# Required tasks
1) In the text about Israel's Memorial Day, which Independence Day does Israel celebrate tomorrow night?
2) Collect every line of the rows that holds the word "below". Case counts.

# Text to read
Tonight in Israel marks the beginning of Memorial Day, when the nation remembers those Jewish people who have fallen in battles or in terror attacks, going back to 1860. Back then in the 19th century, Jewish people began to have their hearts and sights on the return to Zion, to the land from which they were exiled as a consequence of the rejection and crucifixion of the Messiah, but which God had also promised a return. A return to the land, yes; but, even more importantly, a return to Himself. Just last week, Israel remembered the Holocaust — those who died; those who survived; and those ‘Righteous Gentiles’ who helped rescue and save some of the least of Jesus’ brethren (although Israel and the Jewish people do not yet acknowledge Him as their Brother).
Israel remembers and celebrates her 63rd Independence Day tomorrow night, immediately on the heels of appreciating those who have died on behalf of their nation and country. The establishment of the State of Israel is not the fulfillment of prophecy, but a present fulfilling of God’s own promise and oath to the fathers of the Children of Israel. It is still a work in progress: not only to bring more Jewish people ‘back home’, but, again, also to bring the Chosen People back to their Father and King. Israel’s true freedom will only be attained when she becomes dependent upon her Savior King.

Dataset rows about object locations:

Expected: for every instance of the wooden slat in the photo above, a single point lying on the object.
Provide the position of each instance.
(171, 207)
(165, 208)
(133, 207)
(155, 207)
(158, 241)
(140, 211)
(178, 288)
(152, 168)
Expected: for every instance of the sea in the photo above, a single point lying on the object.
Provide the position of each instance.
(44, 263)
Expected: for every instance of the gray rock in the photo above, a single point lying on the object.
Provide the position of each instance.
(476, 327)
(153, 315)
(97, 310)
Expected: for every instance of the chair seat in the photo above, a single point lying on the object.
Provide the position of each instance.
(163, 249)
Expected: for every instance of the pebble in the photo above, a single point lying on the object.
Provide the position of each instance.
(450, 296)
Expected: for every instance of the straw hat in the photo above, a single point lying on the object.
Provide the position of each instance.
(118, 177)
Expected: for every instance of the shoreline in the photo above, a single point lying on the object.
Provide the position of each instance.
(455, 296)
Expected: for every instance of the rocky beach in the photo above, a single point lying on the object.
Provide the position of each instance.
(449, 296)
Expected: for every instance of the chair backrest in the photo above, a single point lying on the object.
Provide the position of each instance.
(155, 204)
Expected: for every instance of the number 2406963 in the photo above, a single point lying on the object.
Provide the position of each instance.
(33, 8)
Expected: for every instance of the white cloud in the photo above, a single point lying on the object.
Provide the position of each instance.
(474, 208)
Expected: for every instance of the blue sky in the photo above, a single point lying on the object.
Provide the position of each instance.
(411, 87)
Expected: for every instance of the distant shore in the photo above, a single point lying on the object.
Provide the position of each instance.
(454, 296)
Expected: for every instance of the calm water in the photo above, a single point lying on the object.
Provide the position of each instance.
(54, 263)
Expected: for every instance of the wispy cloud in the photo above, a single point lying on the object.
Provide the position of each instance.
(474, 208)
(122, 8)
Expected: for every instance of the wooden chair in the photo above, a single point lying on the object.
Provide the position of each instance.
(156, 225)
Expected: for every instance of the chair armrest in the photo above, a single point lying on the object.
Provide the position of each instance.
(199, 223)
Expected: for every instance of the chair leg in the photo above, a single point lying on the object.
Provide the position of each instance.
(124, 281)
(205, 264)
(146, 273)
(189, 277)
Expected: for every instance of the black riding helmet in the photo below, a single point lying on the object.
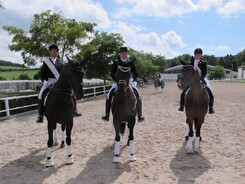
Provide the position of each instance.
(197, 51)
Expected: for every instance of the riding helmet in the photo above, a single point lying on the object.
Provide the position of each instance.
(198, 51)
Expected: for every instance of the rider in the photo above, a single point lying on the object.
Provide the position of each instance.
(202, 69)
(50, 72)
(124, 60)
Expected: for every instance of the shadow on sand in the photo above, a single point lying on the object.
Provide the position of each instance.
(101, 170)
(27, 169)
(188, 167)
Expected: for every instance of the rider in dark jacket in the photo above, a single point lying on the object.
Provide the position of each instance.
(123, 60)
(202, 69)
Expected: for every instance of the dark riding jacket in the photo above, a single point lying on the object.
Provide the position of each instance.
(202, 65)
(47, 73)
(129, 63)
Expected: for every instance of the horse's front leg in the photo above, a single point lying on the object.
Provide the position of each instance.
(62, 136)
(117, 142)
(189, 144)
(49, 161)
(131, 140)
(55, 136)
(69, 126)
(198, 125)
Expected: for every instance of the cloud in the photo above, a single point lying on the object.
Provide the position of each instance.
(149, 42)
(6, 54)
(231, 8)
(156, 8)
(81, 10)
(207, 4)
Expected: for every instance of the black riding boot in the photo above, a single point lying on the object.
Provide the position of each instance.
(182, 98)
(182, 101)
(107, 110)
(211, 100)
(139, 110)
(40, 111)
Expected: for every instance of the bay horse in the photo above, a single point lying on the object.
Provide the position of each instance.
(196, 104)
(60, 105)
(124, 111)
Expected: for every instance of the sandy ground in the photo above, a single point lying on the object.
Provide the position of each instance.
(160, 147)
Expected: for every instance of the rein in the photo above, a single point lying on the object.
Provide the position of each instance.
(125, 70)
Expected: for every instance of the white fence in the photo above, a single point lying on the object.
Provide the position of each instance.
(95, 92)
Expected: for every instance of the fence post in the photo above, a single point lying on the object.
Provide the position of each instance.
(6, 101)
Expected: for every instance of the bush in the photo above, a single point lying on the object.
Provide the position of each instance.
(24, 77)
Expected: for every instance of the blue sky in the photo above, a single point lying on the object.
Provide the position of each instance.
(164, 27)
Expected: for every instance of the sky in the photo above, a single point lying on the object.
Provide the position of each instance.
(163, 27)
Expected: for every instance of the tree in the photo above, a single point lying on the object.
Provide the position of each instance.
(48, 28)
(217, 72)
(99, 54)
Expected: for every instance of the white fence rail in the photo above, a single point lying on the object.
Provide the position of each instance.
(95, 92)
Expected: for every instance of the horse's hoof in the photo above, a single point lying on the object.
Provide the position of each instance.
(189, 151)
(116, 159)
(49, 162)
(132, 158)
(69, 159)
(186, 138)
(62, 145)
(56, 143)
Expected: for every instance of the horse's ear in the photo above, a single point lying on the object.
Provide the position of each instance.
(69, 60)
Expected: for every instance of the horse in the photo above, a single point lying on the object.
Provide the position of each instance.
(124, 111)
(158, 83)
(196, 104)
(60, 105)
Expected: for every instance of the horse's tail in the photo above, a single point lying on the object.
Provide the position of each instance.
(122, 128)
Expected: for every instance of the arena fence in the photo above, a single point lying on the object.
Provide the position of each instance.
(5, 102)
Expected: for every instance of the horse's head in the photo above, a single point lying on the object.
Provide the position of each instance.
(76, 75)
(123, 76)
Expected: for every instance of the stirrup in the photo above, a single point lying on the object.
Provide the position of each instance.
(181, 108)
(141, 118)
(105, 118)
(77, 114)
(39, 119)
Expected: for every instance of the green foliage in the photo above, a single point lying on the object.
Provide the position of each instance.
(48, 28)
(99, 53)
(217, 72)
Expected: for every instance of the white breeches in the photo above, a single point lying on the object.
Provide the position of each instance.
(45, 85)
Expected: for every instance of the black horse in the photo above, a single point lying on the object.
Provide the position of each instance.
(196, 104)
(124, 110)
(60, 105)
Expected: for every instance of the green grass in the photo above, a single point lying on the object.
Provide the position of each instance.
(11, 68)
(11, 75)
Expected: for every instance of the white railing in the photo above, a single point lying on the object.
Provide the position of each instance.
(92, 94)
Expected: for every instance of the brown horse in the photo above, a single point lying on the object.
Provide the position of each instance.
(124, 111)
(196, 104)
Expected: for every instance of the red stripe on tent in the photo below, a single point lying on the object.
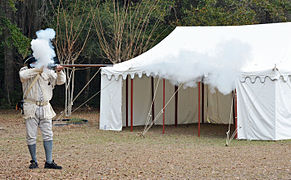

# Answers to the problems
1) Its 63rd Independence Day.

2)
Expected: for every instance of the black riding helmet in the photo below, a single point lying on the object.
Expected: for every instance of the red stripe on tent in the photo below, a single point lying on the object.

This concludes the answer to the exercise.